__INSTRUCTIONS TO FOLLOW__:
Arrange the items as a JSON list of strings, one string per line with blank lines omitted, starting at the line that contains "Find the **rail" and continuing through the last line of the items.
## start
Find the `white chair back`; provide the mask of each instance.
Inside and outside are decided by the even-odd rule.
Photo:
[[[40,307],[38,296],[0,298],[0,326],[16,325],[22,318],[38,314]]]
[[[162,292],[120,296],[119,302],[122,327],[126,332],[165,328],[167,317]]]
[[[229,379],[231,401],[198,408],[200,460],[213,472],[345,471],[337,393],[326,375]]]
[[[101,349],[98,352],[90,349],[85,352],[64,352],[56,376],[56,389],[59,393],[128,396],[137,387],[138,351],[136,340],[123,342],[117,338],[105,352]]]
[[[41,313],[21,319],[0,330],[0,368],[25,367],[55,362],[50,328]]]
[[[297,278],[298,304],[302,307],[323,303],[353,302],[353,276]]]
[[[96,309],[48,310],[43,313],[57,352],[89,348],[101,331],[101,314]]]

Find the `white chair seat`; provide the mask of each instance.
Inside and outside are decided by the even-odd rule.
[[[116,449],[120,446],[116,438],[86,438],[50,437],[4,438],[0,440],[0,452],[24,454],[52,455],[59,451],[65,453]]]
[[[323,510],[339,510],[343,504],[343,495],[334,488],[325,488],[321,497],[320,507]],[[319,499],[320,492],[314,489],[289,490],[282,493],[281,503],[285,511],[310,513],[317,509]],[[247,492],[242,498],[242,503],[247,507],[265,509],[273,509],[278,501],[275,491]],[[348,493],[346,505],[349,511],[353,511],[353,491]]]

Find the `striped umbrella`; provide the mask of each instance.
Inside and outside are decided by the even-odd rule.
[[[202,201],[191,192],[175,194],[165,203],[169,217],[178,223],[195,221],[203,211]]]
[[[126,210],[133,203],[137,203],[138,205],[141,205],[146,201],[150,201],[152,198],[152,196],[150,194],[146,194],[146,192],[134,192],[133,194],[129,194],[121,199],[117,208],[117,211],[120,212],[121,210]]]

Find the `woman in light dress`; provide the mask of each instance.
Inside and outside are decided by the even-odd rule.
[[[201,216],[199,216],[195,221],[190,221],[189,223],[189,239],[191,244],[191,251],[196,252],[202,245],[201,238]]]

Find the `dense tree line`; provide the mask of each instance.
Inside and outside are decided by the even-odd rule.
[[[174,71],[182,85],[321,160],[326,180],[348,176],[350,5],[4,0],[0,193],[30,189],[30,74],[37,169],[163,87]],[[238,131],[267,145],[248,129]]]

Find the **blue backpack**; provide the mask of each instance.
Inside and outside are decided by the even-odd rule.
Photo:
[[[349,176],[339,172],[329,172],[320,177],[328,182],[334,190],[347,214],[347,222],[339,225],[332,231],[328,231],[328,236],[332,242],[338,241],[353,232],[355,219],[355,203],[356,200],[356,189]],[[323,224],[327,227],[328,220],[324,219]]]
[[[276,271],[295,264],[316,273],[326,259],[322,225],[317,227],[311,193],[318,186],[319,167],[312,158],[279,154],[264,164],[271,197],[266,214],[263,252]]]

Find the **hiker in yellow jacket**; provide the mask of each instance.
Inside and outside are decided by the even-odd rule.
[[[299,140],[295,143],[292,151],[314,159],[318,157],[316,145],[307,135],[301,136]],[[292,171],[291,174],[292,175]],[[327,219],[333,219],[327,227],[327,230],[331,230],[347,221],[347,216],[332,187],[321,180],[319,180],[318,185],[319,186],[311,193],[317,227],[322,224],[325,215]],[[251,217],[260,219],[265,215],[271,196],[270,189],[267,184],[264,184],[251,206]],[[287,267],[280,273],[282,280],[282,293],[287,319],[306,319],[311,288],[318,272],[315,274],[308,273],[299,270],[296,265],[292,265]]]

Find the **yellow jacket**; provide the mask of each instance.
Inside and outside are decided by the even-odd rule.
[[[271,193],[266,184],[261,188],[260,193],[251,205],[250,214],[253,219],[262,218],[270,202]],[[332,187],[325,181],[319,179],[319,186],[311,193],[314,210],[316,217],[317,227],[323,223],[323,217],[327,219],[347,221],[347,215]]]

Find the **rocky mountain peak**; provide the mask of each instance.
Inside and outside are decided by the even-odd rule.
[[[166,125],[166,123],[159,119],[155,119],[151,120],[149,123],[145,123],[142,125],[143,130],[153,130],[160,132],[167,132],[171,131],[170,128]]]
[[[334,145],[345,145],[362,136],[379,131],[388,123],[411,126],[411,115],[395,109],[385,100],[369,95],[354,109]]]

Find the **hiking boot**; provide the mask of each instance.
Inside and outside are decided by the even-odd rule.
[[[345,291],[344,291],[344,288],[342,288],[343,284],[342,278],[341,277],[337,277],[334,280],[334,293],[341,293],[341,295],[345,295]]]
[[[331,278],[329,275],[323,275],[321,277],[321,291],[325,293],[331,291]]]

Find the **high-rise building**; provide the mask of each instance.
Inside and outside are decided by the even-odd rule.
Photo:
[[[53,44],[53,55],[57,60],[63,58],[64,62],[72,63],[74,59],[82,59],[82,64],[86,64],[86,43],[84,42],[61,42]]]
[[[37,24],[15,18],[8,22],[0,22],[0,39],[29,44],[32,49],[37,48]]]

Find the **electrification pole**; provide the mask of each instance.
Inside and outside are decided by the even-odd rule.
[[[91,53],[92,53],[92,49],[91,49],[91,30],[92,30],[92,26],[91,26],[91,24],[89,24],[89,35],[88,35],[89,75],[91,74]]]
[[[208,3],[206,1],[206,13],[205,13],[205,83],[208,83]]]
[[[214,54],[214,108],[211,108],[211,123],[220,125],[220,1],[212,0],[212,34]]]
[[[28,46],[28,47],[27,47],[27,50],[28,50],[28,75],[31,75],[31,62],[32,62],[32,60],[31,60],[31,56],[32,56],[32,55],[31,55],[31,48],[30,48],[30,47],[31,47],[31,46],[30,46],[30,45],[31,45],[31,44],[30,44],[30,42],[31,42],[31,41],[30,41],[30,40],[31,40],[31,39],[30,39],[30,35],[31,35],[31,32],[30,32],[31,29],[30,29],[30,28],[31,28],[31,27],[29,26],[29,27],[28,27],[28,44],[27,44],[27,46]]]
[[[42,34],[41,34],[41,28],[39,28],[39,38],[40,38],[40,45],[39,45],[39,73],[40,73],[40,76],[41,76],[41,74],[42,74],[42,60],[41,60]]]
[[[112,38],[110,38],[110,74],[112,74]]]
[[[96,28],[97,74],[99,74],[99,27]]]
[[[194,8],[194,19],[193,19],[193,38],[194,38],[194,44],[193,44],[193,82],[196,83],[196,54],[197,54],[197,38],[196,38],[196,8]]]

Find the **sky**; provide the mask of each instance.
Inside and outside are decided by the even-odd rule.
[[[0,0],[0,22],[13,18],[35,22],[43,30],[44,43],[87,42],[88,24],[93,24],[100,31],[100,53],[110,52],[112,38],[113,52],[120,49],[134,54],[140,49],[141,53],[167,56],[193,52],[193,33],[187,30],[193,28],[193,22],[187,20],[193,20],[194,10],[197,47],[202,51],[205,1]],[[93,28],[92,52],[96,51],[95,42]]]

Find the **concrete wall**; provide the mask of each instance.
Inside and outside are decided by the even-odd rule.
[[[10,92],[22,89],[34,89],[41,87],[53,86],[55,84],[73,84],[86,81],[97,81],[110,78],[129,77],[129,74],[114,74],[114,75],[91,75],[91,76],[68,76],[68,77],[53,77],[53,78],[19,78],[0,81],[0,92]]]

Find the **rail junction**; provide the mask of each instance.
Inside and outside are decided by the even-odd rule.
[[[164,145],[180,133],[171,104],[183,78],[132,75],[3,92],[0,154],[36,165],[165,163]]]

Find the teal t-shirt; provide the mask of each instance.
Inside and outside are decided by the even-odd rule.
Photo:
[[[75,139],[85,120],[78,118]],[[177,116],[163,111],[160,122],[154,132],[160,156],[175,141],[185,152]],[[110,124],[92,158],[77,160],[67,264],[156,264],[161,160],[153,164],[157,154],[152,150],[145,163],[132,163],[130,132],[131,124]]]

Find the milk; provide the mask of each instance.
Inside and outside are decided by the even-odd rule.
## end
__ANSWER TO THE EXERCISE__:
[
  "Find the **rail junction**; provide the mask of each instance.",
  "Inside and outside are decided by the even-odd rule.",
  "[[[164,145],[180,133],[171,104],[183,78],[132,75],[3,92],[0,154],[36,165],[165,163]]]",
  "Find the teal t-shirt; provide the mask of each instance.",
  "Inside and outside are decided by the even-odd rule.",
  "Photo:",
  "[[[75,139],[85,120],[78,118]],[[177,116],[163,111],[160,122],[154,132],[160,156],[175,141],[185,152]],[[110,124],[92,158],[77,160],[67,264],[156,264],[161,160],[153,164],[157,154],[152,150],[145,163],[132,163],[130,132],[131,124]]]",
  "Find the milk; provide the mask of each instance.",
  "Inside and outside are decided by the even-odd rule."
]